Nothing but the lines from the one containing "Query: braided hairstyle" to the end of the material should be returned, each exactly as written.

=== Records shown ===

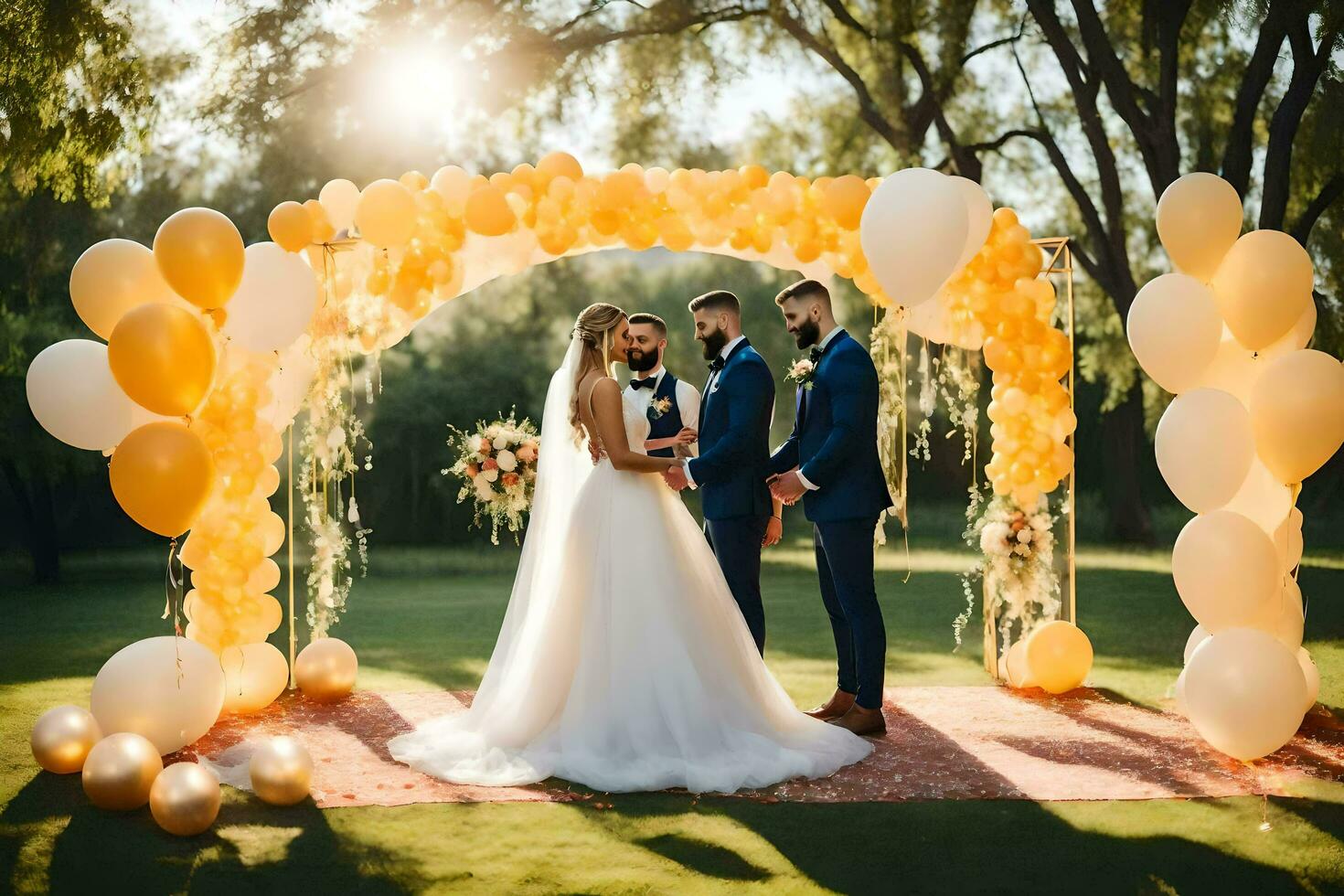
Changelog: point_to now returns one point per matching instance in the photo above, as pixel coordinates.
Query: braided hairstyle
(595, 329)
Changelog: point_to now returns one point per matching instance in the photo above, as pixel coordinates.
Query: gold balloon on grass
(62, 739)
(289, 226)
(1264, 286)
(120, 772)
(254, 676)
(386, 214)
(1297, 412)
(1199, 218)
(185, 798)
(325, 669)
(281, 772)
(111, 278)
(200, 254)
(1058, 656)
(162, 475)
(163, 357)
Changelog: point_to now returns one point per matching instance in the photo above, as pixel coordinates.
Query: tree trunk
(1126, 450)
(37, 523)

===

Your solution —
Query: braided hairstyle
(595, 329)
Changelog: point_to now returns one point per matching instance in the photo above, as pixel coordinates.
Query: gold balloon on grass
(62, 739)
(289, 226)
(1264, 286)
(120, 772)
(254, 676)
(386, 214)
(1297, 412)
(1199, 218)
(185, 798)
(325, 669)
(281, 772)
(111, 278)
(200, 254)
(1058, 656)
(162, 475)
(163, 357)
Changelog: point_to now returns one point per matching instance in the photo above, as pixel coordinates.
Query: tree trunk
(1126, 450)
(37, 523)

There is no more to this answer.